INSTRUCTIONS TO FOLLOW:
Transcribe the listing below from its opening line up to and including the line that contains "tower in this photo."; reproduce nothing else.
┌─ MATERIALS PROVIDED
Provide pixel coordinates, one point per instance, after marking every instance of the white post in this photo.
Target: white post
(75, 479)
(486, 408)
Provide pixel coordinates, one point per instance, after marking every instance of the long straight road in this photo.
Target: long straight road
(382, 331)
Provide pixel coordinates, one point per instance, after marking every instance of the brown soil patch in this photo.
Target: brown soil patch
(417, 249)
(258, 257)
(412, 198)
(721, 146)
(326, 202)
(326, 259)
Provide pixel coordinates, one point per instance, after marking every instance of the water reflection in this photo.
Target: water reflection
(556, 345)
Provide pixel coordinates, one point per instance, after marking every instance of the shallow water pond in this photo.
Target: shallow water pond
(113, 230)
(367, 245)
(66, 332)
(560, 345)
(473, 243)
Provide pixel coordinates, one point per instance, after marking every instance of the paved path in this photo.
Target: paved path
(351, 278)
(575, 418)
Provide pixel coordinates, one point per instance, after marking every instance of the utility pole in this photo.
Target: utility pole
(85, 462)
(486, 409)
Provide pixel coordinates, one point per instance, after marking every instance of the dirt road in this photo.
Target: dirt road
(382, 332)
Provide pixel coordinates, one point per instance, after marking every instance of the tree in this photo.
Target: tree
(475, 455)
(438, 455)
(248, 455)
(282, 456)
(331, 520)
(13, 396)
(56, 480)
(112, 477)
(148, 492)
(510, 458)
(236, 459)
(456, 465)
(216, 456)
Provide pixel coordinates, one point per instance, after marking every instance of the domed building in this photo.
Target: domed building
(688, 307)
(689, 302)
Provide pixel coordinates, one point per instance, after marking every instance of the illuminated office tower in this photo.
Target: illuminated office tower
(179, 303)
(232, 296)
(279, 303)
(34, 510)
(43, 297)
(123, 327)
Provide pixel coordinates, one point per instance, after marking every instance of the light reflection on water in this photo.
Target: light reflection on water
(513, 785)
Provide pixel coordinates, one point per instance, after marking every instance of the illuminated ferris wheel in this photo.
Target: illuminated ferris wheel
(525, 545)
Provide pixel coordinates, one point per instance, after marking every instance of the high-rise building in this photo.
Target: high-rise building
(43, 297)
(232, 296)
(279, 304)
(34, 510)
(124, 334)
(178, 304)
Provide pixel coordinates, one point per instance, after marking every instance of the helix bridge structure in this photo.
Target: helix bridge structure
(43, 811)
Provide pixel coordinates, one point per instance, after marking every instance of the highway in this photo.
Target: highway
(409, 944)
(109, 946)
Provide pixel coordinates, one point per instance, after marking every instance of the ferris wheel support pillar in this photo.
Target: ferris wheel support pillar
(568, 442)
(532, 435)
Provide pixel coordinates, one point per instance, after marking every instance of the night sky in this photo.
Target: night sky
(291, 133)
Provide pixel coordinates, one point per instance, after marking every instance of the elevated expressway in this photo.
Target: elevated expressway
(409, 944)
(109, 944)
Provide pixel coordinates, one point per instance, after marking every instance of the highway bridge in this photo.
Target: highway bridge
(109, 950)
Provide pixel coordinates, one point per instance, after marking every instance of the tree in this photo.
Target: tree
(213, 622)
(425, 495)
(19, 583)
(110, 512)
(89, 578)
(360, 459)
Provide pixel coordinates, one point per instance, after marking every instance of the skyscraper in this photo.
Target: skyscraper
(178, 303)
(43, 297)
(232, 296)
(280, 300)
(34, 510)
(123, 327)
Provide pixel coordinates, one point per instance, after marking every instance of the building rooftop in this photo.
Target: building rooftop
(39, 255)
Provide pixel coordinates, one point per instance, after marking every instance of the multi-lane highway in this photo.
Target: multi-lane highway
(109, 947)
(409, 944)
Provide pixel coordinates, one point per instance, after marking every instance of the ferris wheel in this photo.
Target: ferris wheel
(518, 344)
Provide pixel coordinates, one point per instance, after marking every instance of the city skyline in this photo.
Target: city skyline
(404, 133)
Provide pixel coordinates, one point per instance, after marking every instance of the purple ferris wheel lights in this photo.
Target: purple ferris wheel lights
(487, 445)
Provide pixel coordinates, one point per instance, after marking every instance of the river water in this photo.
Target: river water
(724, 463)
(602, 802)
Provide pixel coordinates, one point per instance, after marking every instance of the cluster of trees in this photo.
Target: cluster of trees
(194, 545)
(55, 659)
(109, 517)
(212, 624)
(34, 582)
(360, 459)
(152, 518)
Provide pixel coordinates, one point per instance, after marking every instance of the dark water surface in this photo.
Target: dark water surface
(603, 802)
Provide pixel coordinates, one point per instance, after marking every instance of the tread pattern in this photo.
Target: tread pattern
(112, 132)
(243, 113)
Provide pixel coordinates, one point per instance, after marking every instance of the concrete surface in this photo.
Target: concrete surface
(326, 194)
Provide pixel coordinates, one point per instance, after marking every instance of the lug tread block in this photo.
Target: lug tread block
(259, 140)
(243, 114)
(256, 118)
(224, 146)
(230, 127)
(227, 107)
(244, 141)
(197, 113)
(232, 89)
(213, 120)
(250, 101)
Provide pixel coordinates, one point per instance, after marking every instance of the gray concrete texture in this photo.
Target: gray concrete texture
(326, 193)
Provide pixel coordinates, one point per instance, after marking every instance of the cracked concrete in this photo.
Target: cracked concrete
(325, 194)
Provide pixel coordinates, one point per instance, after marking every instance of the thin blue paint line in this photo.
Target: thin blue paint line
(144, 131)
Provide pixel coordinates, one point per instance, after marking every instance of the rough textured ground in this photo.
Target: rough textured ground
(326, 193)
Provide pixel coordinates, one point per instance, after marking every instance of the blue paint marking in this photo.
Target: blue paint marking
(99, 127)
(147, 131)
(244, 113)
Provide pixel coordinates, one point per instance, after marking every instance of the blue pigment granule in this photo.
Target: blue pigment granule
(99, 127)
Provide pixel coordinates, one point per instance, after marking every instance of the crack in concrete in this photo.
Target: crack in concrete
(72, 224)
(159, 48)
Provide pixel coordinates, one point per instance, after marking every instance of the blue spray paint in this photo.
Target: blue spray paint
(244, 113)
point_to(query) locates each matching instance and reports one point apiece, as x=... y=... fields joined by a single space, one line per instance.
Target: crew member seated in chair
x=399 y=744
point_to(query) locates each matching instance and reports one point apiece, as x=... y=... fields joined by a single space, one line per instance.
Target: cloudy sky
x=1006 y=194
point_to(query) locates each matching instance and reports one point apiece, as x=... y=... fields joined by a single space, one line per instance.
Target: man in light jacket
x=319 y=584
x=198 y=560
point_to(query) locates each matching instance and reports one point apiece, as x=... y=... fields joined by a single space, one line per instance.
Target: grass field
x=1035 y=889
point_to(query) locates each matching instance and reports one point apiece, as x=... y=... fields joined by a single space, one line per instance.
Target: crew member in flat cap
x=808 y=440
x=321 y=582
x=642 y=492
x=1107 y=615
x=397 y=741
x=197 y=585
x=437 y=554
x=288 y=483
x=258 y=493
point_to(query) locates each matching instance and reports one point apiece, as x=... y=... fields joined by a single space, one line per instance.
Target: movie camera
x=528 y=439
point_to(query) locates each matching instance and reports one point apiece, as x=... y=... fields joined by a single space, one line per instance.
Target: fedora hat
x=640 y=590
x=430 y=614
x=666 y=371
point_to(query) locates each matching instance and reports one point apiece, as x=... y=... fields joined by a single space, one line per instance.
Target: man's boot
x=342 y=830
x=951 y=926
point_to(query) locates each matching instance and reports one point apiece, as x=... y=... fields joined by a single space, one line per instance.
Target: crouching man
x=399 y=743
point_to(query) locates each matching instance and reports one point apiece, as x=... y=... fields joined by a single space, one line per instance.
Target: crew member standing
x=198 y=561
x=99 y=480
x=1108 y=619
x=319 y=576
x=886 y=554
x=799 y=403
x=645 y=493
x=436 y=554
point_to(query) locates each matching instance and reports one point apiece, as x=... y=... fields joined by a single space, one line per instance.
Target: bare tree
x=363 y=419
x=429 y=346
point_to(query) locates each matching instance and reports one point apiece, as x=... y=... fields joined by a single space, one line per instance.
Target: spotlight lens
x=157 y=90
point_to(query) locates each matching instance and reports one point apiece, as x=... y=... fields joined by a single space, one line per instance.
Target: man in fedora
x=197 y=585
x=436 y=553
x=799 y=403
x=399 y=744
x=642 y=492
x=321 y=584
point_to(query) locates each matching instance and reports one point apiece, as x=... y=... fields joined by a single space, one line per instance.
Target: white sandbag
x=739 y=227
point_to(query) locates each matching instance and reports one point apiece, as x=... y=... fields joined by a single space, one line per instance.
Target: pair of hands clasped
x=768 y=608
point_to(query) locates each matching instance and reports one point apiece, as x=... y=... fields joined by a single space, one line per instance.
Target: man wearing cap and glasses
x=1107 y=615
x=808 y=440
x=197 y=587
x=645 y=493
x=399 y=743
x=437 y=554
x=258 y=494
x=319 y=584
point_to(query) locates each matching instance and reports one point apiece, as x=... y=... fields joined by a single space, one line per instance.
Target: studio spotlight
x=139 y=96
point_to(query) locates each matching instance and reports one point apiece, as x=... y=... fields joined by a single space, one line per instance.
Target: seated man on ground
└─
YOUR RESPONSE:
Provide pixel coordinates, one point per instance, after marking every instance of the white post in this photo.
Target: white post
(75, 479)
(486, 408)
Provide pixel coordinates, one point per instance, after marking every instance of the long straight road in this photo.
Target: long straight road
(382, 331)
Provide pixel coordinates, one point per instance, after marking every instance of the brown soil patch in this photo.
Target: brown soil patch
(417, 249)
(258, 257)
(412, 198)
(721, 146)
(326, 202)
(326, 259)
Provide pixel coordinates, one point per instance, after marking every instance of the water reflection in this photo.
Target: water reflection
(556, 345)
Provide pixel coordinates, one point per instance, after marking every instance of the shallow water pond in this photo.
Target: shallow water pond
(113, 230)
(367, 245)
(66, 332)
(560, 345)
(473, 243)
Provide pixel coordinates, one point per instance, after marking every instance of the paved path in this photo.
Target: paved path
(351, 278)
(575, 418)
Provide pixel coordinates, one point per instance, after marking every instance of the utility pole in this photo.
Target: utility pole
(85, 462)
(486, 409)
Provide pixel coordinates, one point per instance, after marking every instance of the dirt road in this photo.
Target: dirt road
(382, 332)
Provide pixel coordinates, one point per instance, after marking every instance of the tree in this photo.
Target: tree
(475, 455)
(438, 455)
(248, 455)
(282, 456)
(331, 520)
(13, 396)
(56, 480)
(112, 477)
(148, 492)
(510, 458)
(236, 459)
(456, 465)
(216, 456)
Provide pixel coordinates, one point per instance, after marking every instance of the domed building in this photo.
Target: domed building
(688, 307)
(689, 302)
Provide pixel coordinates, one point per instance, after marking every instance of the illuminated office tower in this photo.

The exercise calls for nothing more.